Work instructions:
Copy each line of the records below that mentions the word "beef".

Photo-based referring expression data
= = = =

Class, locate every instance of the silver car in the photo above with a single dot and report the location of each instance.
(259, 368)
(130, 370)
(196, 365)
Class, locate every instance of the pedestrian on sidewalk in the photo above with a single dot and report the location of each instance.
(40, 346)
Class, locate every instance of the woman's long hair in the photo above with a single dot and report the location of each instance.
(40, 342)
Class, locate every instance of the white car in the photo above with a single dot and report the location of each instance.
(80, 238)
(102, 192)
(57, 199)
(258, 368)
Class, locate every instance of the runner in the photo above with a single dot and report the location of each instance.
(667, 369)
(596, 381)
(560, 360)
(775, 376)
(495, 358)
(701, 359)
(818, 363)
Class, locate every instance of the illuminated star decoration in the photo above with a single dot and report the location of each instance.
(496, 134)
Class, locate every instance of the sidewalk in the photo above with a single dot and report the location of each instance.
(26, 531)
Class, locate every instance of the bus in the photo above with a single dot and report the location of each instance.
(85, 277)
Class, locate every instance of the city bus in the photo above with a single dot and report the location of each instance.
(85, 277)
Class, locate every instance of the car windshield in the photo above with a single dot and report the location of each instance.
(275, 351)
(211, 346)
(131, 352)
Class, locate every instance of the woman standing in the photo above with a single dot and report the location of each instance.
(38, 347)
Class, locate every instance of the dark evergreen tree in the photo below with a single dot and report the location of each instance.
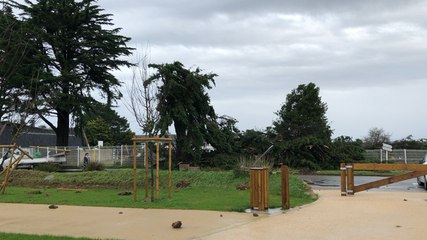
(301, 130)
(78, 48)
(345, 149)
(104, 123)
(184, 103)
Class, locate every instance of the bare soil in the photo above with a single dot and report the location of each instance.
(367, 215)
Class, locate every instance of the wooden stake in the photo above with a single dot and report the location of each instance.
(343, 170)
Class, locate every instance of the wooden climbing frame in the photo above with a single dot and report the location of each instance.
(157, 141)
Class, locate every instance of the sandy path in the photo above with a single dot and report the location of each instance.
(367, 215)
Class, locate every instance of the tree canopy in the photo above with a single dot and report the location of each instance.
(183, 102)
(77, 49)
(375, 138)
(302, 132)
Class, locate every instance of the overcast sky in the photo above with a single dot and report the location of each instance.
(369, 58)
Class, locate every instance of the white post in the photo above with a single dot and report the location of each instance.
(404, 154)
(386, 156)
(47, 154)
(78, 157)
(121, 155)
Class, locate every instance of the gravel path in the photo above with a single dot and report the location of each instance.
(367, 215)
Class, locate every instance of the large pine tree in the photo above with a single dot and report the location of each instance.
(78, 48)
(184, 103)
(302, 129)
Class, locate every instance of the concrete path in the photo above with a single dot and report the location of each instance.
(367, 215)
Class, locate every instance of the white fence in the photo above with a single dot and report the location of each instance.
(396, 156)
(109, 156)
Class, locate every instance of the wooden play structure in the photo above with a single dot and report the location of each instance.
(347, 175)
(13, 162)
(156, 141)
(259, 189)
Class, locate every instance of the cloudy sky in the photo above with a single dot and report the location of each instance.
(369, 58)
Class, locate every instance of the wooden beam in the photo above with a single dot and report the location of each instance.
(152, 139)
(389, 180)
(389, 167)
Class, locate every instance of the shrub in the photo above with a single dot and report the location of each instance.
(48, 167)
(95, 166)
(245, 163)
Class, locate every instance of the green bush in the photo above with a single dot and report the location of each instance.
(48, 167)
(242, 167)
(95, 166)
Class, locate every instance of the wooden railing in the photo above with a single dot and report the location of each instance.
(347, 175)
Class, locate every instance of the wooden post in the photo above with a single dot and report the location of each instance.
(285, 188)
(350, 179)
(259, 188)
(134, 171)
(170, 170)
(157, 171)
(343, 170)
(146, 169)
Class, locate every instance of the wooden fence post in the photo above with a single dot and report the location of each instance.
(259, 188)
(285, 188)
(350, 179)
(343, 170)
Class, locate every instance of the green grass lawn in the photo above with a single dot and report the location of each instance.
(208, 190)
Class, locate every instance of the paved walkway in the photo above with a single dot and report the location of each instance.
(367, 215)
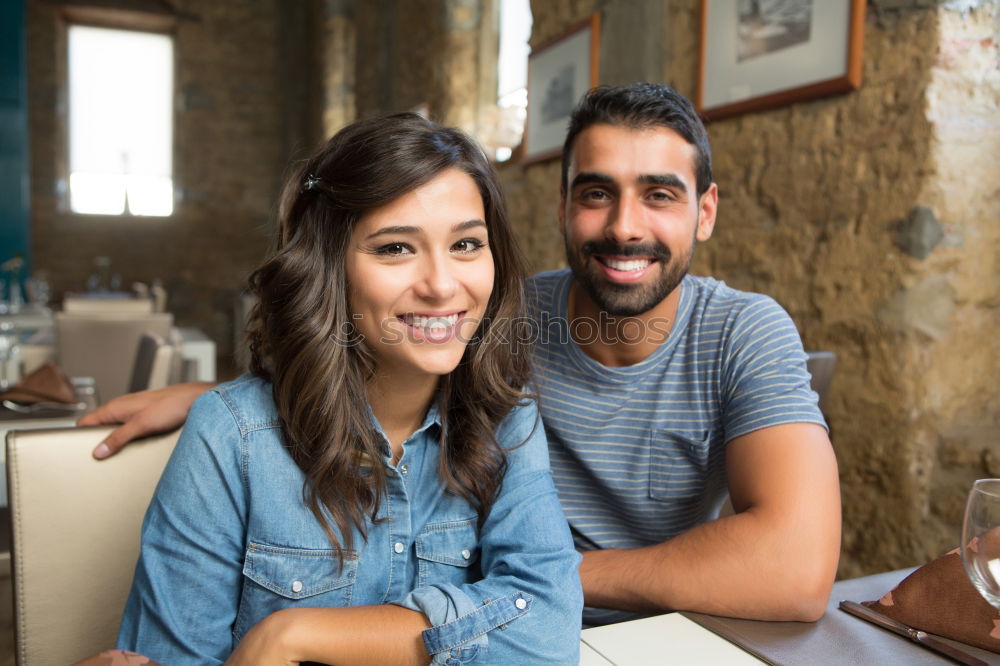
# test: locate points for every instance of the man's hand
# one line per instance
(774, 559)
(143, 414)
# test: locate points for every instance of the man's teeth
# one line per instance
(432, 322)
(627, 266)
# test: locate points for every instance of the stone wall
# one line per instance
(245, 105)
(871, 216)
(823, 205)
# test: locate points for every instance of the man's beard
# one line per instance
(630, 299)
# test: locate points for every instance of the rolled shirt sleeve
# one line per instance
(527, 607)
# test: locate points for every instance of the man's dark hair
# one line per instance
(642, 106)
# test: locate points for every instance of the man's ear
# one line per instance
(561, 213)
(708, 206)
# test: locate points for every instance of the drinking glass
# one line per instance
(981, 539)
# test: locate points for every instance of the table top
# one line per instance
(837, 638)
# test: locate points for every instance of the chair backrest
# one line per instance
(104, 346)
(153, 363)
(75, 526)
(821, 365)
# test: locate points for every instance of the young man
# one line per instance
(659, 391)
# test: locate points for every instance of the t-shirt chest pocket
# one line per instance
(276, 577)
(678, 465)
(448, 553)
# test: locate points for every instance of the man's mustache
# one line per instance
(657, 251)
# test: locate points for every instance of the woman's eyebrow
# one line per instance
(665, 179)
(393, 230)
(468, 224)
(399, 230)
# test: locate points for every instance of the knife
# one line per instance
(915, 635)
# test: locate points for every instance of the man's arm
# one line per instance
(143, 414)
(774, 559)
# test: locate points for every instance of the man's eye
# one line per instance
(392, 249)
(468, 245)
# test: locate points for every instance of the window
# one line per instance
(120, 121)
(512, 73)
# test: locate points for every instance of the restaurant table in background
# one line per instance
(43, 418)
(199, 349)
(837, 638)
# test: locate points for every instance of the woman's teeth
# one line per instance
(431, 323)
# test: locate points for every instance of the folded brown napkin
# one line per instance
(117, 658)
(46, 384)
(939, 598)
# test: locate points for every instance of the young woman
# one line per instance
(377, 490)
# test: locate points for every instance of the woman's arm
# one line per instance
(187, 582)
(363, 636)
(527, 607)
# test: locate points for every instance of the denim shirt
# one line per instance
(228, 540)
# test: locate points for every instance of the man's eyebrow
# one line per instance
(665, 179)
(401, 230)
(595, 178)
(468, 224)
(591, 178)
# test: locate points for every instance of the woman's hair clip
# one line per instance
(311, 183)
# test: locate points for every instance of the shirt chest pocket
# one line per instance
(276, 577)
(678, 466)
(448, 553)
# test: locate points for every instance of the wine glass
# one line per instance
(981, 539)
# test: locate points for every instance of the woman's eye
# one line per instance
(392, 249)
(468, 245)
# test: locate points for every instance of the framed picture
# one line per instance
(758, 54)
(559, 72)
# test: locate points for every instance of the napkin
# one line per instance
(939, 598)
(117, 658)
(46, 384)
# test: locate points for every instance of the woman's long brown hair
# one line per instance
(302, 339)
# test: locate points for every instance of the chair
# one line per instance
(75, 537)
(104, 346)
(154, 363)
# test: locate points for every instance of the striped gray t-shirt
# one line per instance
(638, 452)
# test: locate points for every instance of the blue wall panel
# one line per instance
(14, 220)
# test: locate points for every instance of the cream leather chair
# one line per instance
(75, 537)
(104, 346)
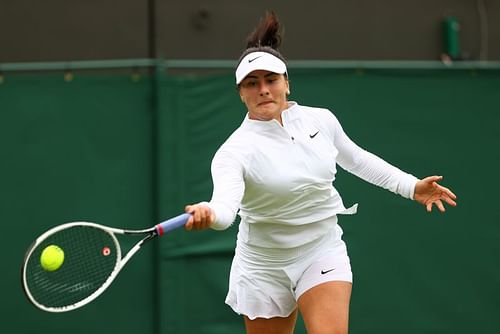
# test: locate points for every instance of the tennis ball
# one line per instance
(52, 258)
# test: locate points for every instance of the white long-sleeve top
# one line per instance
(279, 177)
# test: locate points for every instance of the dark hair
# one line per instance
(265, 38)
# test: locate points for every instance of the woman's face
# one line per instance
(265, 95)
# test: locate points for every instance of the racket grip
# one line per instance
(172, 223)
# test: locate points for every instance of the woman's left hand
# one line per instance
(429, 192)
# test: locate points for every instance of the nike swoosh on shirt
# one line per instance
(314, 135)
(326, 271)
(250, 60)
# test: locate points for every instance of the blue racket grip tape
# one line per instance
(172, 223)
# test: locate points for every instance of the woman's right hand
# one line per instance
(201, 217)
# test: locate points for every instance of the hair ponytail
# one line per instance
(266, 37)
(267, 33)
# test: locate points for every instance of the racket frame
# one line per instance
(150, 233)
(120, 263)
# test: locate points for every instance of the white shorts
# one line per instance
(267, 282)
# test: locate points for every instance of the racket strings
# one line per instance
(90, 256)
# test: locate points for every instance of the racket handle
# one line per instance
(172, 223)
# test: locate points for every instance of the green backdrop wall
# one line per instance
(128, 151)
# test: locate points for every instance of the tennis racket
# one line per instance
(92, 258)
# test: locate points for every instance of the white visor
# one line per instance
(259, 61)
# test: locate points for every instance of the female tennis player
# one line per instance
(276, 171)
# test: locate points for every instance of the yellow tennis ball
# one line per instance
(52, 258)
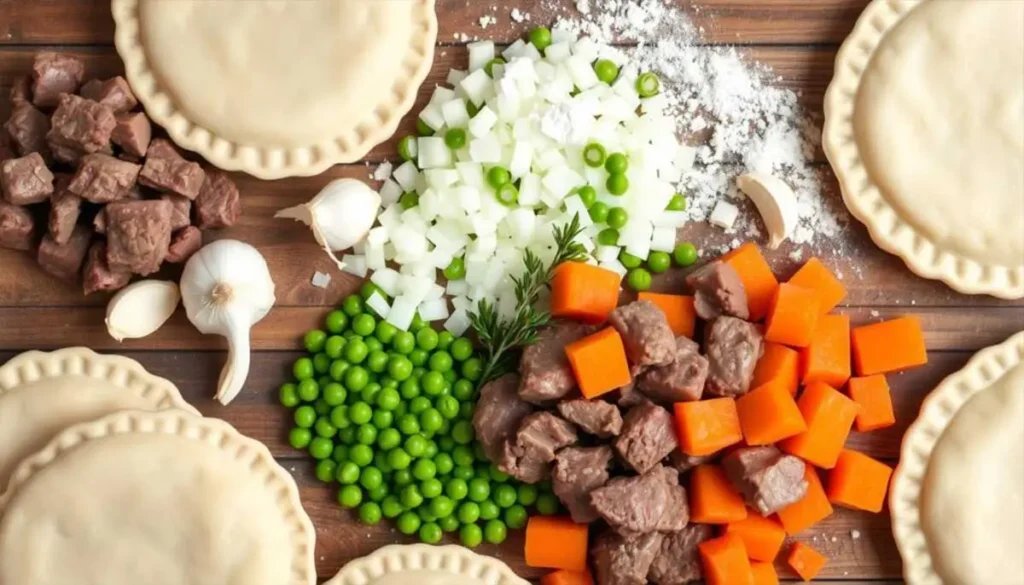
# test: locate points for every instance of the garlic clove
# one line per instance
(141, 308)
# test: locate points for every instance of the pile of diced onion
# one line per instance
(535, 117)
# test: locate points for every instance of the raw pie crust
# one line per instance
(157, 499)
(423, 565)
(957, 495)
(276, 88)
(925, 130)
(43, 393)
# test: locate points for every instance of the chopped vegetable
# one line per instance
(871, 392)
(599, 363)
(714, 500)
(827, 358)
(793, 317)
(829, 416)
(805, 560)
(768, 414)
(708, 426)
(858, 482)
(584, 292)
(889, 346)
(556, 543)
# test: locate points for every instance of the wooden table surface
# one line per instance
(799, 38)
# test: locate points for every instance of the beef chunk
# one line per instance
(17, 227)
(545, 369)
(679, 559)
(101, 178)
(733, 349)
(648, 435)
(167, 171)
(498, 414)
(527, 456)
(645, 333)
(578, 471)
(138, 234)
(622, 559)
(718, 290)
(114, 92)
(98, 276)
(53, 74)
(26, 180)
(65, 260)
(683, 380)
(769, 479)
(595, 417)
(81, 126)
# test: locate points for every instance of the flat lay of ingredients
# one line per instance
(562, 292)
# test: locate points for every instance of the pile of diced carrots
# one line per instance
(795, 403)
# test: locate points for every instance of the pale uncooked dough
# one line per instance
(972, 507)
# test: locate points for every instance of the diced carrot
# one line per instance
(762, 537)
(714, 500)
(829, 416)
(599, 363)
(758, 279)
(584, 292)
(793, 317)
(827, 358)
(678, 310)
(556, 542)
(815, 276)
(811, 509)
(858, 482)
(806, 561)
(871, 392)
(708, 426)
(778, 364)
(888, 346)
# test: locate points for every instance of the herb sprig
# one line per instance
(501, 336)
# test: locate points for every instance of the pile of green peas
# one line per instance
(387, 415)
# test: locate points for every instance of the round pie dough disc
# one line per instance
(925, 129)
(157, 498)
(43, 393)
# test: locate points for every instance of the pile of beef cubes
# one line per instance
(82, 158)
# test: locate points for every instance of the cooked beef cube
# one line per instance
(498, 414)
(28, 128)
(578, 471)
(733, 349)
(683, 380)
(679, 559)
(65, 260)
(98, 276)
(545, 369)
(81, 125)
(138, 234)
(648, 435)
(115, 93)
(595, 417)
(26, 180)
(718, 290)
(769, 479)
(53, 74)
(645, 332)
(622, 559)
(528, 454)
(101, 178)
(17, 227)
(167, 171)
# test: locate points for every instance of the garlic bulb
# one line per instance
(226, 288)
(340, 215)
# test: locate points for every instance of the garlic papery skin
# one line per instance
(340, 215)
(226, 288)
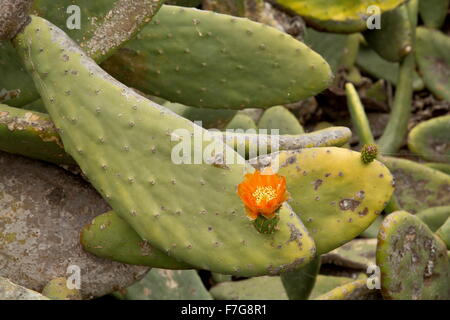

= = = =

Exercise response:
# test: locate points for every instance of the beef chunk
# test: locate points for every instance of the pile of beef cubes
# test: locate points for every instance of the cooked beef cube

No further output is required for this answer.